**Extracted entries**

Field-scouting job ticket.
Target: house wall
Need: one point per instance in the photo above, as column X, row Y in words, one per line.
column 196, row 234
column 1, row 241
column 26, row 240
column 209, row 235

**What is expected**
Copy out the listing above verbatim, line for line, with no changes.

**Result of this exercise**
Field-scouting job ticket.
Target: house wall
Need: one point per instance in the photo above, as column X, row Y in words, one per line.
column 196, row 234
column 1, row 241
column 26, row 240
column 209, row 235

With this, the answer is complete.